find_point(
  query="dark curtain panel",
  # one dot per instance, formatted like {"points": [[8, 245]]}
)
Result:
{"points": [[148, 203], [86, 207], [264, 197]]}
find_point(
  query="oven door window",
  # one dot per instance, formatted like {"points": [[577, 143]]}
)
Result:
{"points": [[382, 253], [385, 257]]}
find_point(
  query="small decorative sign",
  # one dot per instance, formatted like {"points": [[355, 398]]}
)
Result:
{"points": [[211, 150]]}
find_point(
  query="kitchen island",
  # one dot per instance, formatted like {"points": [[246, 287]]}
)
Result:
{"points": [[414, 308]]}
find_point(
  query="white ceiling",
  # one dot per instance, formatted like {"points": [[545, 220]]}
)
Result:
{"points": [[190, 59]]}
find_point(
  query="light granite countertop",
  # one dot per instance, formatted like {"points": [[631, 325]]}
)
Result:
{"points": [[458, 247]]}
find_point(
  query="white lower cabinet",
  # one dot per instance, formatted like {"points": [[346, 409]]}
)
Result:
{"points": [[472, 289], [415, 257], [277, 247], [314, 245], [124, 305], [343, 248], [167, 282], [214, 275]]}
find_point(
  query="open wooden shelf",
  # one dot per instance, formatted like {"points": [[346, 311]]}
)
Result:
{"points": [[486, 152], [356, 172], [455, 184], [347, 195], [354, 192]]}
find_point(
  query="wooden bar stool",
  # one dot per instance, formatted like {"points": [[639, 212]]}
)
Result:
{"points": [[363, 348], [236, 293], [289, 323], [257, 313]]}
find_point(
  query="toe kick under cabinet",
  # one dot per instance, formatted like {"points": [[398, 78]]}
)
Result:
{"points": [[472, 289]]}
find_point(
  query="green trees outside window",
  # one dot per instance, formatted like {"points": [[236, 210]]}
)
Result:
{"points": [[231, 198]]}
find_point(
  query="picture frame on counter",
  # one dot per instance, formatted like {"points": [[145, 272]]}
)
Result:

━━━━━━━━━━━━━━━━━━━━

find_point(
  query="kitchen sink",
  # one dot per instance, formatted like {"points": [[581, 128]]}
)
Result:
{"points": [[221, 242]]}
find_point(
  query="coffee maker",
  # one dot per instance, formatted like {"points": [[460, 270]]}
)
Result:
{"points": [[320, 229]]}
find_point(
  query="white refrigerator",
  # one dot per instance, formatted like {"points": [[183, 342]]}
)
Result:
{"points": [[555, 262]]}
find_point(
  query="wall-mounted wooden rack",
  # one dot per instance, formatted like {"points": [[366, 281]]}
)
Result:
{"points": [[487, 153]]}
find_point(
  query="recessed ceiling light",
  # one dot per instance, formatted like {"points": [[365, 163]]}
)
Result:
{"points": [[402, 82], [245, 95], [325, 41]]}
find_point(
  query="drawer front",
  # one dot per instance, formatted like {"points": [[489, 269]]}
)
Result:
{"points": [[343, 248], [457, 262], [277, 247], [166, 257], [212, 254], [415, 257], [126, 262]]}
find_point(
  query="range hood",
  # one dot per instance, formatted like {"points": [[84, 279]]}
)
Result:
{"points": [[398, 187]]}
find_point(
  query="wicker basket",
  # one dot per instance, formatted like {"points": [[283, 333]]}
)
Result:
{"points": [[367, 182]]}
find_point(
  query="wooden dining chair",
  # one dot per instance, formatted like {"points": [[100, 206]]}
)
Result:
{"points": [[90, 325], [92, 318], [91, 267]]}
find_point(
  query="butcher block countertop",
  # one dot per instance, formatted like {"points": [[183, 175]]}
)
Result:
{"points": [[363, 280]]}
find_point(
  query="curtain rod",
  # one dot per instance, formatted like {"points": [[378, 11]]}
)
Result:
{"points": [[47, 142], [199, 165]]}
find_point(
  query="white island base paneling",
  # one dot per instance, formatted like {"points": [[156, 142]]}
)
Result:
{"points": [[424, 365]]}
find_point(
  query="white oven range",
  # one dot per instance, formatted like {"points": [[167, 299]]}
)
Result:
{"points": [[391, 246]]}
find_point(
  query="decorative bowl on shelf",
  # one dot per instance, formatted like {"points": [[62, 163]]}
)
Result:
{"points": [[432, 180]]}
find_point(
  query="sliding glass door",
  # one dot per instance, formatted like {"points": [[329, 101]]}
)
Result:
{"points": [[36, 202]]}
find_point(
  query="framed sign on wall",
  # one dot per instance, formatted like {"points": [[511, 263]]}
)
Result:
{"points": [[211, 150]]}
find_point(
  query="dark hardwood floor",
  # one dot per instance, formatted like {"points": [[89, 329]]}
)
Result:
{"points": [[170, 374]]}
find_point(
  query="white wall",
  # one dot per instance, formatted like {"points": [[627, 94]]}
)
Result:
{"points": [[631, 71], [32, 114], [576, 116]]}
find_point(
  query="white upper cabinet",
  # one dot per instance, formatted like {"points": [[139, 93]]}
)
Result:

━━━━━━━━━━━━━━━━━━━━

INSTRUCTION
Pull out every row above that contains the string "wall" and copy each one unchanged.

ANSWER IN FULL
  query="wall-mounted wooden rack",
  query="framed sign on wall",
  query="white wall",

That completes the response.